══ STORED DATA ══
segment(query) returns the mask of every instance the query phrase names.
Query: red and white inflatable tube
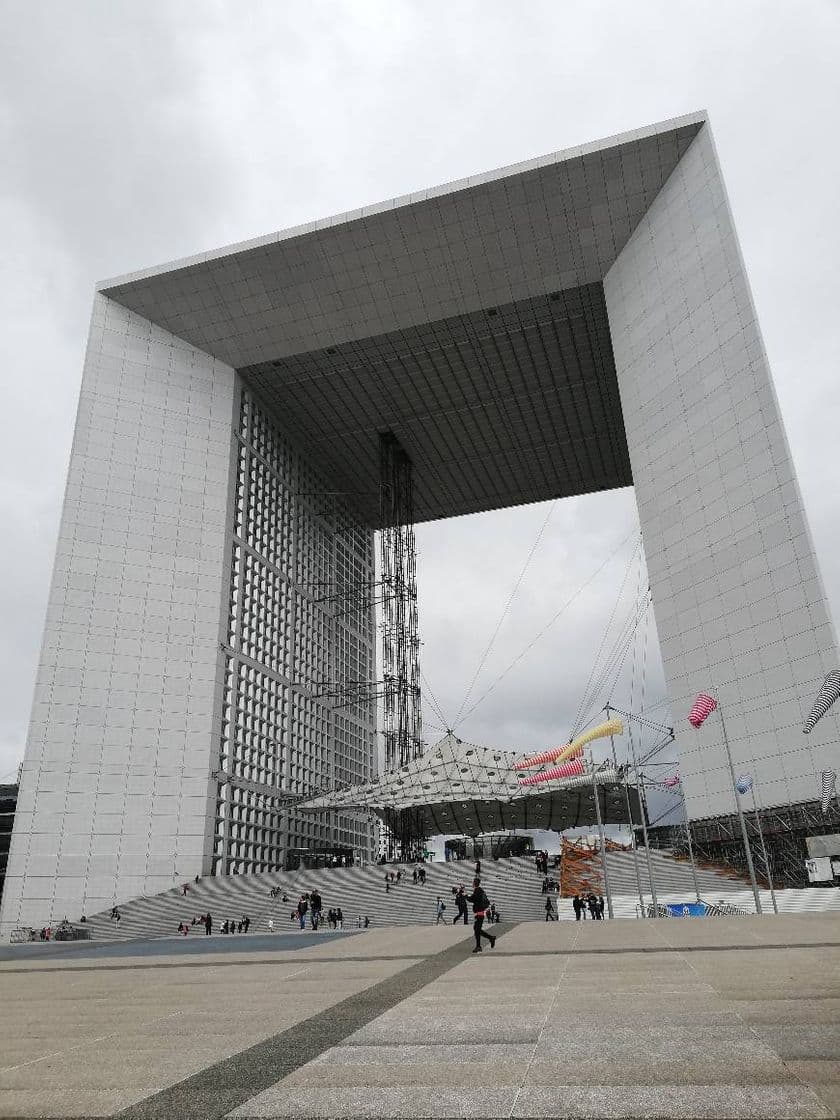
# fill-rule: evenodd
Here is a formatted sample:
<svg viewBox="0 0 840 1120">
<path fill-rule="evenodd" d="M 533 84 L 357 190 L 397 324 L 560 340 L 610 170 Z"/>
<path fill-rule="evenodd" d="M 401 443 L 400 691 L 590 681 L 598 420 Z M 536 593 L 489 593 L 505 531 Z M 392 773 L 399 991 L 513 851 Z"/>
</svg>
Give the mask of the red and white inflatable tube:
<svg viewBox="0 0 840 1120">
<path fill-rule="evenodd" d="M 571 762 L 564 762 L 562 766 L 554 766 L 551 770 L 543 770 L 540 774 L 531 774 L 527 778 L 520 778 L 521 786 L 537 786 L 541 782 L 551 782 L 555 778 L 577 778 L 585 773 L 583 759 L 575 758 Z"/>
</svg>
═══
### EXERCISE BRIEF
When you print the entries, keep every line exactly as it is and drop the pictures.

### OUTPUT BELOW
segment(query) returns the mask of every instance the query phrase names.
Query: red and white inflatable tube
# fill-rule: evenodd
Here is a formatted sample:
<svg viewBox="0 0 840 1120">
<path fill-rule="evenodd" d="M 533 84 L 357 190 L 397 324 L 560 340 L 610 170 Z"/>
<path fill-rule="evenodd" d="M 401 443 L 400 691 L 590 681 L 598 420 Z M 536 593 L 489 593 L 505 531 Z M 392 773 L 399 991 L 513 851 Z"/>
</svg>
Give the mask of the red and white inflatable tube:
<svg viewBox="0 0 840 1120">
<path fill-rule="evenodd" d="M 571 762 L 564 762 L 562 766 L 554 766 L 551 770 L 543 770 L 540 774 L 531 774 L 527 778 L 520 778 L 521 786 L 537 786 L 541 782 L 551 782 L 555 778 L 577 778 L 585 773 L 583 759 L 575 758 Z"/>
</svg>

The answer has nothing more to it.